Exercise details: Word for word, restate the entries below and exclude every image.
• • • • •
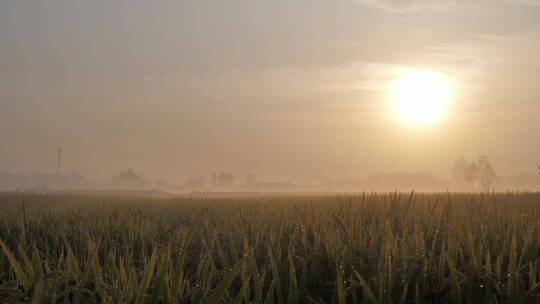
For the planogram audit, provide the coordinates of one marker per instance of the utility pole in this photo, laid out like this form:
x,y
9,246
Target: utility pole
x,y
59,163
• • • • •
The completed task:
For the planogram audit, provide the coordinates of one marker per instance of the utility pole in this photo, laid out like this form:
x,y
9,246
Target: utility pole
x,y
59,163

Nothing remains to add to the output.